(Rows from an object-pointing dataset)
START
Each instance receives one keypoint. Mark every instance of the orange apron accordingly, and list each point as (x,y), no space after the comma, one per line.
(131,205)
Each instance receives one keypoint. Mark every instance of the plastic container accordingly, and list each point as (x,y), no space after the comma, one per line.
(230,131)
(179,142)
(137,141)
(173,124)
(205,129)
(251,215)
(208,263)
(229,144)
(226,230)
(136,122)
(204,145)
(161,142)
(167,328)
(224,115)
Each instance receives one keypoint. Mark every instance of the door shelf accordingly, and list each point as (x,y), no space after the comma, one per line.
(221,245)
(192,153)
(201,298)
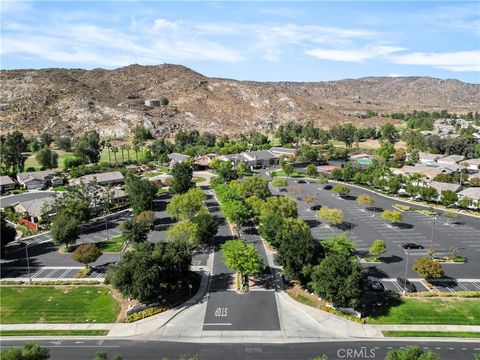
END
Reproduce all of the entries above verbatim, line for line, and omit the pictures from your output.

Each instance receives one keypoint. Mark every instance of the orange apron accordingly, and list each point as (x,y), no space after the comma, one per line.
(131,205)
Each instance receives one keypoint. Mark every instance of the plastic container accordingly, and list each point as (x,y), no space after the comma, one per line.
(230,131)
(179,142)
(137,141)
(173,124)
(205,129)
(251,215)
(208,263)
(229,144)
(226,230)
(136,122)
(204,145)
(161,142)
(167,328)
(224,115)
Each instance receives one keypoint. Mark every instance of the door shelf accordingly, and list each point as (x,y), no space after the comma, one per line.
(221,245)
(192,153)
(201,298)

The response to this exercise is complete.